When you copy the entries, match them exactly and omit the pictures.

_DATA FOR PROCESSING_:
====

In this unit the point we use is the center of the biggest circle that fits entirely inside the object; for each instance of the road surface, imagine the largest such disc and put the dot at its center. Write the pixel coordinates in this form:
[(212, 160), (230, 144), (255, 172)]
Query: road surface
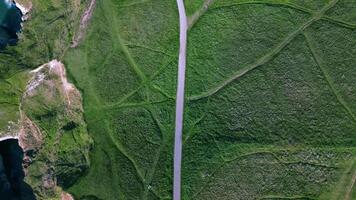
[(183, 23)]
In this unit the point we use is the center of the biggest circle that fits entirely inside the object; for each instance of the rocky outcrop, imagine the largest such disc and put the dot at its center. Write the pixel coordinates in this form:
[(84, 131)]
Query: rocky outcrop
[(53, 134)]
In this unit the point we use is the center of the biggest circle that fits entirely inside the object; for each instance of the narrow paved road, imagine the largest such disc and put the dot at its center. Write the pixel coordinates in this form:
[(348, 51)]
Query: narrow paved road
[(180, 101)]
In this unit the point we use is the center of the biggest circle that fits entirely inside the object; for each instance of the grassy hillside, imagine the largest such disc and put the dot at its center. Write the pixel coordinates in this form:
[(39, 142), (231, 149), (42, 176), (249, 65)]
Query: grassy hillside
[(270, 96), (270, 102)]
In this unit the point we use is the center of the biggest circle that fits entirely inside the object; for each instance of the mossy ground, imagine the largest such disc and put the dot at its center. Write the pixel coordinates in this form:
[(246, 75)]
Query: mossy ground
[(270, 97)]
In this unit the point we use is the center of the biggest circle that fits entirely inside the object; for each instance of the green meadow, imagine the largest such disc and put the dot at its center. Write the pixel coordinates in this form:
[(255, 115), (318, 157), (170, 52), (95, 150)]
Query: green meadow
[(270, 108)]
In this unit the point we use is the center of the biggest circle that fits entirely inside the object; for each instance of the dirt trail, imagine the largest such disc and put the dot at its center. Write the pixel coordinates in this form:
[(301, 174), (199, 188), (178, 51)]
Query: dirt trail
[(180, 101)]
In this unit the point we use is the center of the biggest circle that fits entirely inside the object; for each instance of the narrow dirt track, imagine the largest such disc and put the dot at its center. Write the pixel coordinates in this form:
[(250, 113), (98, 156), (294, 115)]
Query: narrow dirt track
[(180, 101)]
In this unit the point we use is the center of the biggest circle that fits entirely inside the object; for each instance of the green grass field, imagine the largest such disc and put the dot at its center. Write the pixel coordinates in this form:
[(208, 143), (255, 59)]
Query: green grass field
[(270, 96)]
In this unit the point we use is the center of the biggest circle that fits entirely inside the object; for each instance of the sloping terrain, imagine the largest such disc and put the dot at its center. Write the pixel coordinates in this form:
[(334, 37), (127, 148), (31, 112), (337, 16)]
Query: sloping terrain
[(270, 95)]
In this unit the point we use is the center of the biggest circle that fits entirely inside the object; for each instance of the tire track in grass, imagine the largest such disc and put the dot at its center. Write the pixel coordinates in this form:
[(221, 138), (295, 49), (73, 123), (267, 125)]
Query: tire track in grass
[(183, 23)]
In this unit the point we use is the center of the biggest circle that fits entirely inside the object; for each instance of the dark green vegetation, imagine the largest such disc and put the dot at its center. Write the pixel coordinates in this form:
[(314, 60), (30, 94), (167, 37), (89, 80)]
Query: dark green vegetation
[(270, 110), (270, 100), (10, 23), (58, 153)]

====

_RESPONSE AREA_:
In this unit the point we use is the center of the biggest circle that fits entirely inside the object; for each instance of the road surface, imagine the largest such disc and put the dot at its center. Write the pixel coordinates in this form:
[(212, 160), (230, 144), (255, 172)]
Query: road surface
[(183, 23)]
In this unit the point we use is the center of the biggest circle that fits entirely inside the object; for each instance of the rocky outcrop, imagine the largest such disc and put the dot at its center. Write the pixel coordinates in this form:
[(84, 131)]
Query: rocky outcrop
[(53, 134)]
In this unit the point we use is the center of the biggest circle that fits entirely inside the object; for each instance of the narrow paved road, imagine the largest such disc and put the dot at its center. Write the pixel coordinates in this form:
[(348, 51)]
Query: narrow paved road
[(180, 101)]
In this unit the point we use is the center of the biggest circle that fits entirely inside the object; for each instance of the grassy hillside, imagine the largest such disc and put the dot at its center. Write the pixel coordinates in this form:
[(39, 142), (231, 149), (42, 176), (249, 65)]
Query: grassy hillside
[(270, 96), (270, 102)]
In this unit the point we use is the center of the biggest circle that fits entirely inside the object; for each instance of the mossy ground, imagine the largest such disc and put the dot at its center. Write the pixel coordinates in this form:
[(246, 75)]
Query: mossy ground
[(270, 97)]
In this unit the point we use is the center of the biggest circle that fits entirely inside the object; for each instance of the green meadow, imagine the largest such disc and put the dot at its center. Write the pixel coordinates in this form:
[(255, 115), (318, 157), (170, 52), (95, 150)]
Query: green meadow
[(270, 108)]
In this unit the point we use is the center of the biggest circle that fits entirely inside the object; for each instance of the dirt trail, imagine the largest such disc and put the dot at its center. Write the pixel coordinates in this form:
[(301, 174), (199, 188), (178, 51)]
Query: dirt trail
[(180, 101)]
In this unit the point we use is the center of the biggest circle that fits entirely inside the object; for each instance of the narrow dirt track, imagine the largest such disc and put the dot at its center. Write the pixel coordinates in this form:
[(250, 113), (98, 156), (294, 115)]
Query: narrow dirt track
[(180, 101)]
In this unit the point we use is the center of the biggest circle that fits entirely inside the object; for each instance of the green grass field, imagine the largest such disc and put the dot at its center. Write the pixel coordinates in this form:
[(208, 143), (255, 59)]
Query: green grass field
[(270, 96)]
In this unit the point we use is the center of the biggest circle that fits entirely inside the object; for each instance of the sloping terrain, imagine the largest such disc and put the dot at its center. Write the pixel coordinates in this form:
[(334, 37), (127, 148), (31, 112), (337, 16)]
Query: sloping terrain
[(270, 95)]
In this unit the point we use is the center of the biggest circle that fits entirely inside the object; for each instance of the tire track in grass, imagine the largest such disc and put the dot at its center. Write the pixel coordinates in this form:
[(221, 138), (295, 49), (73, 123), (267, 125)]
Query: tire track in grass
[(183, 23)]
In this unit the point we use is the center of the biggest circle that fits entirely inside the object; for each instance of the dark green vegetation, imagine the largest such disc and put the dot at its center. Write the pixel coordinates in this form:
[(314, 60), (30, 94), (167, 37), (89, 80)]
Query: dark green vegetation
[(270, 110), (270, 100), (10, 23), (58, 153)]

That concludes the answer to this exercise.